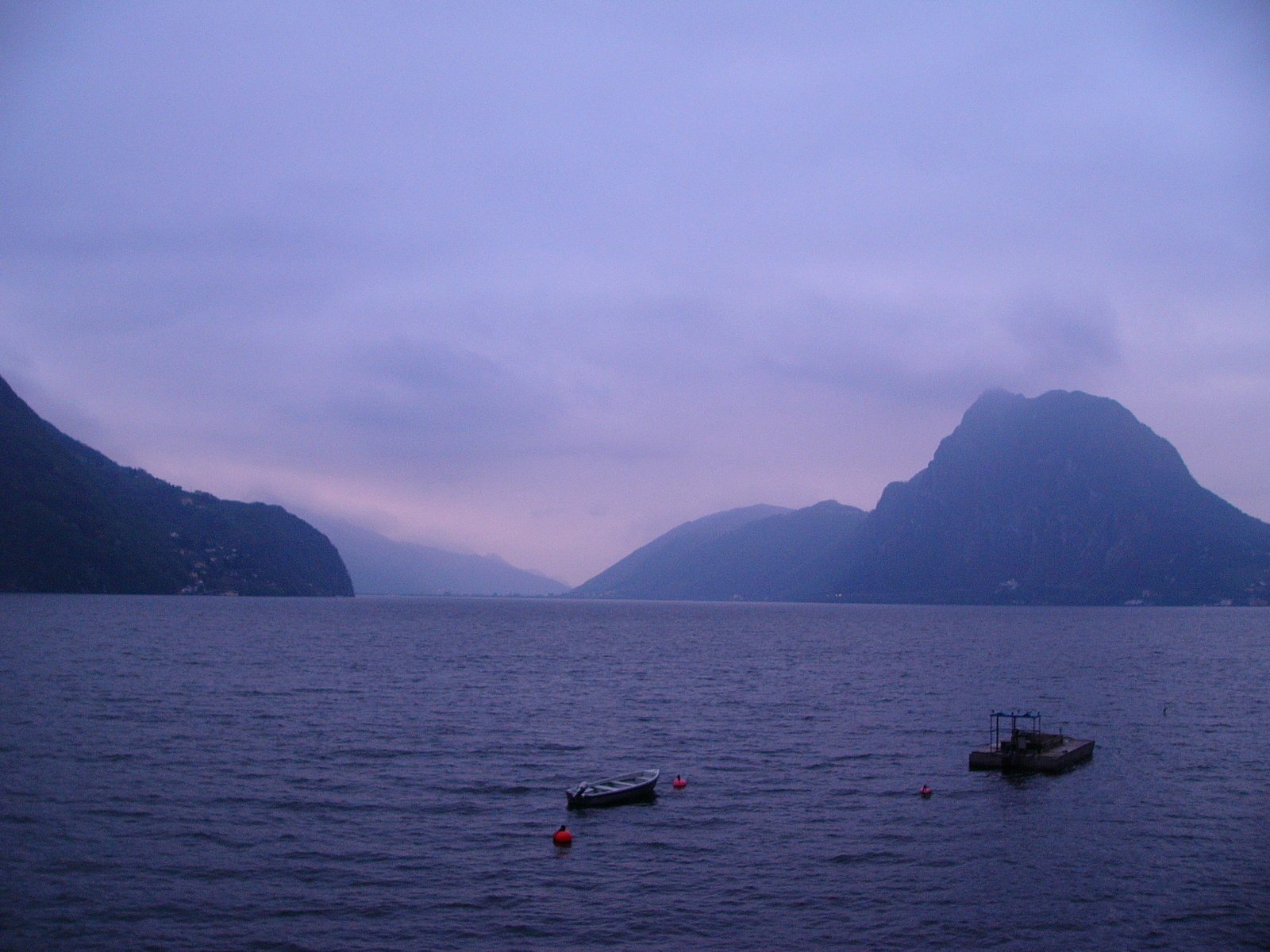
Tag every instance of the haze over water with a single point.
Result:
(387, 774)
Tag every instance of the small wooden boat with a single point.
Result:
(611, 791)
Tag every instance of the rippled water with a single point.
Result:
(387, 774)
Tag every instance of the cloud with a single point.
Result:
(556, 276)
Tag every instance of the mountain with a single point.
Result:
(1064, 498)
(757, 552)
(74, 520)
(1060, 499)
(381, 566)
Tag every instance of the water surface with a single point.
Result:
(387, 774)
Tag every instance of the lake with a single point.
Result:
(387, 774)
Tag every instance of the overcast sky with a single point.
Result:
(546, 279)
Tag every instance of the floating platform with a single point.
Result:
(1028, 749)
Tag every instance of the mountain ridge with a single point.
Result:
(1060, 499)
(74, 520)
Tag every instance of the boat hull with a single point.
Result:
(1064, 757)
(615, 791)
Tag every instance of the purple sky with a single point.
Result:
(546, 279)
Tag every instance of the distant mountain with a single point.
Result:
(1060, 499)
(759, 552)
(1064, 498)
(74, 520)
(381, 566)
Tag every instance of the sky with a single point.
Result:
(545, 279)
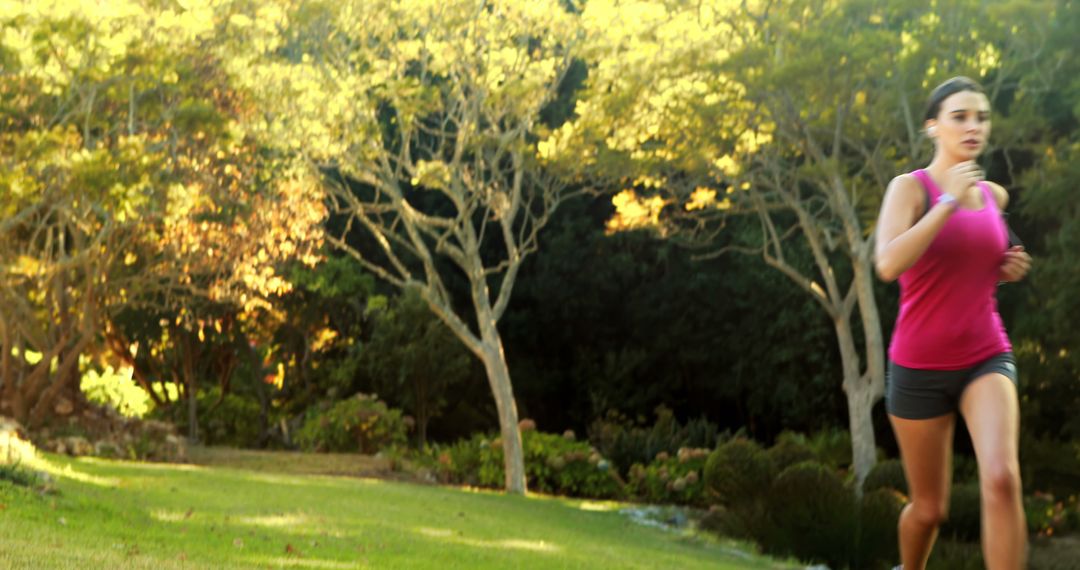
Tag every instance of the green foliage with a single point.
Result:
(878, 515)
(788, 450)
(738, 472)
(116, 389)
(956, 555)
(1049, 465)
(16, 474)
(415, 360)
(628, 443)
(814, 515)
(671, 479)
(963, 521)
(1051, 517)
(234, 420)
(888, 475)
(553, 464)
(362, 423)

-----

**Work to do:** Quote the records word for word from the line holding "Tag every instance of the lake" through the end of the records, both ends included, and leave the pictures out.

**Reply to the task:**
Tag every instance of the lake with a single point.
Result:
(387, 774)
Tag every instance of the overcast sky with a single point.
Result:
(546, 279)
Tag every instance of the floating platform with a single point.
Result:
(1028, 749)
Tag every instance of the mountain ridge with a single point.
Result:
(1060, 499)
(74, 520)
Tag every instance of the boat hull with a single point.
Result:
(1064, 757)
(615, 791)
Tag every instance of the purple sky with a single point.
Result:
(546, 279)
Tag every instance of the distant mountain with a single point.
Result:
(1060, 499)
(759, 552)
(1064, 498)
(74, 520)
(381, 566)
Tag every instance of the sky with a single point.
Result:
(545, 279)
Tag every instance of the green foliage with a single point.
Result:
(878, 515)
(788, 450)
(738, 472)
(116, 389)
(956, 555)
(1049, 465)
(16, 474)
(415, 360)
(628, 443)
(814, 515)
(671, 479)
(963, 521)
(1051, 517)
(234, 420)
(888, 475)
(553, 464)
(362, 423)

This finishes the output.